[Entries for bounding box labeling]
=-=-=-=-=

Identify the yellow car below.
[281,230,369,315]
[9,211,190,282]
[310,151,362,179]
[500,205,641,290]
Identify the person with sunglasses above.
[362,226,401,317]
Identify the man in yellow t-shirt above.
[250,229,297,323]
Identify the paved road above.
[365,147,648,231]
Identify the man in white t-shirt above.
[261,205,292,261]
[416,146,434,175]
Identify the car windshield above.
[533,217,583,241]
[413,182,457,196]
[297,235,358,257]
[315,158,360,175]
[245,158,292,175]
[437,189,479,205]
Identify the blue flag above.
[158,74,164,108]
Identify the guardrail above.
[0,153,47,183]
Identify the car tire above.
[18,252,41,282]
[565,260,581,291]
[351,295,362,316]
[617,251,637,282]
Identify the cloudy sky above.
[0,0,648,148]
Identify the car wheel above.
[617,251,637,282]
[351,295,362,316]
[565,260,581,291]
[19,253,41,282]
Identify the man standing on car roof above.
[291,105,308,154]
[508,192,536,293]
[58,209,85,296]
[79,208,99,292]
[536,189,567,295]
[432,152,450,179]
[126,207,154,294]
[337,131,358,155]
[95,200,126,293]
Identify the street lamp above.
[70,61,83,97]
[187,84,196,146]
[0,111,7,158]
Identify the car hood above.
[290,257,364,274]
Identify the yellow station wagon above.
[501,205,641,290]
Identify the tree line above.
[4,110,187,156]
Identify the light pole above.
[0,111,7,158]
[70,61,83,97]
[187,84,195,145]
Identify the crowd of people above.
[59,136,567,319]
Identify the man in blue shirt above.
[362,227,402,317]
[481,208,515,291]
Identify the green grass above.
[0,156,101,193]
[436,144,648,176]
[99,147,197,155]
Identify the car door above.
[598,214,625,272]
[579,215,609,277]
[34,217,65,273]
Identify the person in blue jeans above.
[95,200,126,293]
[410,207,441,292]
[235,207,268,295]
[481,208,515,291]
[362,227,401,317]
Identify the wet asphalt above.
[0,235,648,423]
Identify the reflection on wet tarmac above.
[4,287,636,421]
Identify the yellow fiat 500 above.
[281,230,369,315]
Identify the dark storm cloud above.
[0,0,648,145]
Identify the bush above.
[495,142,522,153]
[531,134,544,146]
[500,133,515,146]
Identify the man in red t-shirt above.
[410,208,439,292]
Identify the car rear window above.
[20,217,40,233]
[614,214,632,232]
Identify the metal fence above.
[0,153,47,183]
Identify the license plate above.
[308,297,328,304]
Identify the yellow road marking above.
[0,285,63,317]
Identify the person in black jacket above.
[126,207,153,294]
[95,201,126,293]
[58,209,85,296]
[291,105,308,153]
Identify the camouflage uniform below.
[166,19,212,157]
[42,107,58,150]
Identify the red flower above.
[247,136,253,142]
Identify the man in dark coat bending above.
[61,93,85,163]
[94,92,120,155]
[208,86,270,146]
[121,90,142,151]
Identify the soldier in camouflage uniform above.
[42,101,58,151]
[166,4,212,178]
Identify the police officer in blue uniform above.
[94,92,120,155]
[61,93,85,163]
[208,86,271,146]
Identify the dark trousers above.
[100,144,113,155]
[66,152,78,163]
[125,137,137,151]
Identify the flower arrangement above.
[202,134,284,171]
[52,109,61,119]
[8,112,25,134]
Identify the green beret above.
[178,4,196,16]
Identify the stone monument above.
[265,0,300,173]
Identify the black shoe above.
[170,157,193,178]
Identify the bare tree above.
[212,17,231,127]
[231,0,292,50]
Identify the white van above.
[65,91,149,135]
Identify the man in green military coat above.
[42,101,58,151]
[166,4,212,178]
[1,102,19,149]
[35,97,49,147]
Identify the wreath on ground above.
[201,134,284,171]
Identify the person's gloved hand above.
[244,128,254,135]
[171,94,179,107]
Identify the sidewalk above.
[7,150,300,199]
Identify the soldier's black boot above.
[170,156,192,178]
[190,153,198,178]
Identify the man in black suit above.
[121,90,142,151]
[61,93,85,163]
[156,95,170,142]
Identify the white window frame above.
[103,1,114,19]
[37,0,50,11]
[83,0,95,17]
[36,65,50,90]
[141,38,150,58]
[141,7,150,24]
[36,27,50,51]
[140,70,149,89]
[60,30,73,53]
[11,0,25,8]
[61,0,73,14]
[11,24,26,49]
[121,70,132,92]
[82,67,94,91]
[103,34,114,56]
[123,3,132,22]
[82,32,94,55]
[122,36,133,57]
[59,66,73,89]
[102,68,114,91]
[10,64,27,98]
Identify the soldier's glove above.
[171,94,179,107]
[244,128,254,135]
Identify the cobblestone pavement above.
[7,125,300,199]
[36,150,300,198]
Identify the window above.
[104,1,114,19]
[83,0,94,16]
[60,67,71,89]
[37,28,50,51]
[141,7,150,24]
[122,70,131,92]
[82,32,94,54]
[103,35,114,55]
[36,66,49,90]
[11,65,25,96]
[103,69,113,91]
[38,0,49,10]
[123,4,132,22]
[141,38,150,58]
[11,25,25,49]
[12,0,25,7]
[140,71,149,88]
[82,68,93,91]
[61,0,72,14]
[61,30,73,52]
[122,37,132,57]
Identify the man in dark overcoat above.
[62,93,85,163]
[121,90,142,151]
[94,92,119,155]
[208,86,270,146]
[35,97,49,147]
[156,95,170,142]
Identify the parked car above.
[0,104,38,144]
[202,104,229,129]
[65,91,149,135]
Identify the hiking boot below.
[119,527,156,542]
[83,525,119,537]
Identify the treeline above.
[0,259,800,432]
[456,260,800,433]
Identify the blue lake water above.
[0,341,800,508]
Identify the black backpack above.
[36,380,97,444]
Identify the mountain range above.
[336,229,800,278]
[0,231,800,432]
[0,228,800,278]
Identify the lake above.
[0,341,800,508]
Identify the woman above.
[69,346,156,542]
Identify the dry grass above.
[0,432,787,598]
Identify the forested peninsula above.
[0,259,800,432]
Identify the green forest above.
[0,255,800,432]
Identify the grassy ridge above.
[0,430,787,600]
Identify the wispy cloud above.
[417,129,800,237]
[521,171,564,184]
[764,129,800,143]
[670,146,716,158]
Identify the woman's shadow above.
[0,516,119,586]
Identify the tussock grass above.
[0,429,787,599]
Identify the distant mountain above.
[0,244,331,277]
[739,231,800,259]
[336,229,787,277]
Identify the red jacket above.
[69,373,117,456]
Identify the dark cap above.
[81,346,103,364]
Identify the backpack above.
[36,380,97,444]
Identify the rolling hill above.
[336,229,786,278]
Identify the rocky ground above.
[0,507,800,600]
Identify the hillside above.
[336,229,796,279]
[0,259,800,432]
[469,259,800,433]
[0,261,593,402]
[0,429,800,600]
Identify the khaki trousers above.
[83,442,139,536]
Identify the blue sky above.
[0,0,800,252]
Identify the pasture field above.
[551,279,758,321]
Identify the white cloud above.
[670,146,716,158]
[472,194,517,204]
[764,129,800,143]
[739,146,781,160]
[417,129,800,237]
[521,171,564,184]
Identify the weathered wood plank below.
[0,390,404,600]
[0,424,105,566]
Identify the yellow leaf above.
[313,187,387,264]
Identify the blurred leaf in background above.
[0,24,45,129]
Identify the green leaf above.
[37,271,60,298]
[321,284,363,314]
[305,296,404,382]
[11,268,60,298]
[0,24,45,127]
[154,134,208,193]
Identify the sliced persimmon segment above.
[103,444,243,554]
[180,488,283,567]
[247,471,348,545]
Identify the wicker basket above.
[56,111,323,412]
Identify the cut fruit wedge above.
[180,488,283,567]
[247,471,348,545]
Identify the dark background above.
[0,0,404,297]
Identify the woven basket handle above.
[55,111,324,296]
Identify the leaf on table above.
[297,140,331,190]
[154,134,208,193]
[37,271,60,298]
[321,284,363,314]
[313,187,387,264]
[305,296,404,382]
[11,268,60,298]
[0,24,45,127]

=-=-=-=-=

### Description of the task
Reproduce every line of the data above without changing anything.

### Correct answer
Identify the yellow car below.
[281,230,369,315]
[9,211,190,282]
[310,151,362,179]
[500,205,641,290]
Identify the person with sunglasses above.
[362,226,401,317]
Identify the man in yellow t-shirt above.
[250,229,297,323]
Identify the paved road above.
[365,147,648,231]
Identify the man in white t-shirt above.
[261,205,292,261]
[416,146,434,175]
Identify the car windshield above.
[533,217,583,241]
[413,182,457,196]
[297,235,358,257]
[315,158,360,175]
[245,158,292,175]
[437,189,479,205]
Identify the blue flag above.
[158,74,164,108]
Identify the guardrail above.
[0,153,47,183]
Identify the car tire above.
[18,252,41,282]
[565,260,581,291]
[351,295,362,316]
[617,251,637,282]
Identify the cloudy sky above.
[0,0,648,148]
Identify the car wheel above.
[617,251,637,282]
[351,295,362,316]
[565,260,581,291]
[19,253,41,282]
Identify the man standing on car roof above.
[291,105,308,154]
[508,192,536,293]
[58,209,85,296]
[79,208,99,292]
[536,189,567,295]
[432,152,450,179]
[126,207,154,294]
[337,131,358,155]
[95,200,126,293]
Identify the street lamp above.
[70,61,83,97]
[187,84,196,146]
[0,111,7,158]
Identify the car hood above.
[290,257,364,274]
Identify the yellow station wagon above.
[501,205,641,290]
Identify the tree line above.
[4,110,187,156]
Identify the light pole above.
[0,111,7,158]
[70,61,83,97]
[187,84,195,145]
Identify the crowd of people above.
[59,136,567,319]
Identify the man in blue shirt above.
[362,227,402,317]
[481,208,515,291]
Identify the green grass above.
[0,156,101,193]
[436,144,648,176]
[99,147,197,155]
Identify the car door above.
[598,214,625,272]
[579,215,609,277]
[34,217,65,273]
Identify the person in blue jeans above.
[95,200,126,293]
[410,207,441,292]
[235,207,268,295]
[481,208,515,291]
[362,227,401,317]
Identify the wet asphalt above.
[0,235,648,423]
Identify the reflection on wet tarmac above.
[4,287,636,421]
Identify the yellow fiat 500 above.
[281,230,369,315]
Identify the dark storm cloud above.
[0,0,648,145]
Identify the bush above.
[495,142,522,153]
[531,134,544,146]
[500,133,515,146]
Identify the man in red t-shirt above.
[410,208,439,292]
Identify the car rear window above.
[20,217,40,233]
[614,214,632,232]
Identify the metal fence above.
[0,153,47,183]
Identify the license plate above.
[308,297,328,304]
Identify the yellow road marking above.
[0,285,63,317]
Identify the person in black jacket above.
[126,207,153,294]
[95,201,126,293]
[58,209,85,296]
[291,105,308,153]
Identify the camouflage uniform below.
[166,19,212,157]
[42,107,58,150]
Identify the red flower above.
[247,136,253,142]
Identify the man in dark coat bending above.
[61,93,85,163]
[94,92,120,155]
[208,86,270,146]
[121,90,142,151]
Identify the soldier in camouflage uniform above.
[42,101,58,151]
[166,4,212,178]
Identify the police officer in blue uniform above.
[94,92,120,155]
[61,93,85,163]
[208,86,271,146]
Identify the dark trousers above.
[100,144,113,155]
[66,152,78,163]
[125,137,137,151]
Identify the flower arrangement above.
[202,134,284,171]
[52,109,61,119]
[8,112,25,134]
Identify the green beret above.
[178,4,196,16]
Identify the stone monument above.
[265,0,300,173]
Identify the black shoe above.
[170,157,193,178]
Identify the bare tree above.
[212,17,231,127]
[231,0,292,50]
Identify the white van above.
[65,91,149,135]
Identify the man in green military coat above.
[42,101,58,151]
[166,4,212,178]
[1,102,19,149]
[35,97,49,147]
Identify the wreath on ground above.
[201,134,284,171]
Identify the person's gloved hand above.
[244,128,254,135]
[171,94,179,107]
Identify the sidewalk above.
[7,150,300,199]
Identify the soldier's black boot above.
[170,156,192,178]
[190,153,198,178]
Identify the man in black suit above.
[121,90,142,151]
[61,93,85,163]
[156,95,170,142]
Identify the white window frame above.
[103,1,114,19]
[37,0,50,11]
[83,0,95,17]
[36,65,50,90]
[141,38,150,58]
[141,7,150,24]
[36,27,50,51]
[140,70,149,89]
[60,30,73,53]
[11,0,25,8]
[61,0,73,14]
[11,24,26,49]
[121,70,132,92]
[82,67,94,91]
[103,34,114,56]
[123,3,132,22]
[82,32,94,55]
[122,36,133,57]
[59,66,73,89]
[102,68,114,91]
[10,64,27,98]
Identify the soldier's glove above.
[171,94,179,107]
[244,128,254,135]
Identify the cobblestone pavement above.
[7,125,300,199]
[36,150,300,198]
Identify the window above.
[104,1,114,19]
[83,0,94,16]
[60,67,71,89]
[37,28,50,51]
[141,7,150,24]
[122,70,131,92]
[82,32,94,54]
[103,35,114,55]
[36,66,49,90]
[11,65,25,96]
[103,69,113,91]
[38,0,49,10]
[123,4,132,22]
[141,38,150,58]
[11,25,25,49]
[12,0,25,7]
[140,71,149,88]
[82,68,93,91]
[61,0,72,14]
[61,30,73,52]
[122,37,132,57]
Identify the man in dark overcoat above.
[62,93,85,163]
[121,90,142,151]
[94,92,119,155]
[208,86,270,146]
[35,97,49,147]
[156,95,170,142]
Identify the parked car above.
[0,104,38,144]
[202,104,229,129]
[65,91,149,135]
Identify the hiking boot below.
[119,527,156,542]
[83,525,119,537]
Identify the treeline above.
[0,259,800,432]
[456,260,800,433]
Identify the blue lake water above.
[0,341,800,508]
Identify the black backpack above.
[36,380,97,444]
Identify the mountain range above.
[336,229,800,278]
[0,231,800,432]
[0,228,800,278]
Identify the lake above.
[0,341,800,508]
Identify the woman above.
[69,346,156,542]
Identify the dry grass above.
[0,432,787,598]
Identify the forested peninsula above.
[0,259,800,432]
Identify the green forest above.
[0,255,800,432]
Identify the grassy ridge above.
[0,430,787,600]
Identify the wispy cloud above.
[417,129,800,237]
[521,171,564,184]
[764,129,800,143]
[670,146,716,158]
Identify the woman's shadow above.
[0,516,119,586]
Identify the tussock grass above.
[0,429,787,599]
Identify the distant mountain above.
[0,244,331,277]
[739,231,800,259]
[336,229,787,277]
Identify the red jacket above.
[69,373,117,456]
Identify the dark cap above.
[81,346,103,364]
Identify the backpack above.
[36,380,97,444]
Identify the rolling hill above.
[336,229,786,278]
Identify the rocky ground above.
[0,507,800,600]
Identify the hillside above.
[336,229,796,279]
[0,259,800,432]
[469,259,800,433]
[0,261,593,402]
[0,429,800,600]
Identify the khaki trousers above.
[83,442,139,536]
Identify the blue sky above.
[0,0,800,252]
Identify the pasture field above.
[551,279,758,321]
Identify the white cloud above.
[670,146,716,158]
[472,194,517,204]
[764,129,800,143]
[739,146,781,160]
[417,129,800,237]
[521,171,564,184]
Identify the weathered wood plank below.
[0,390,404,600]
[0,424,105,566]
Identify the yellow leaf above.
[313,187,387,264]
Identify the blurred leaf in background above.
[0,24,45,129]
Identify the green leaf above.
[37,271,60,298]
[321,284,363,314]
[305,296,404,382]
[11,268,60,298]
[0,24,45,127]
[154,134,208,193]
Identify the sliced persimmon segment above.
[103,444,243,554]
[180,488,283,567]
[247,471,348,545]
Identify the wicker basket above.
[56,111,323,412]
Identify the cut fruit wedge above.
[180,488,283,567]
[247,471,348,545]
Identify the dark background above.
[0,0,404,297]
Identify the woven basket handle above.
[55,111,324,296]
Identify the leaf on table above.
[297,140,331,190]
[154,134,208,193]
[37,271,60,298]
[321,284,363,314]
[313,187,387,264]
[305,296,404,382]
[11,268,60,298]
[0,24,45,127]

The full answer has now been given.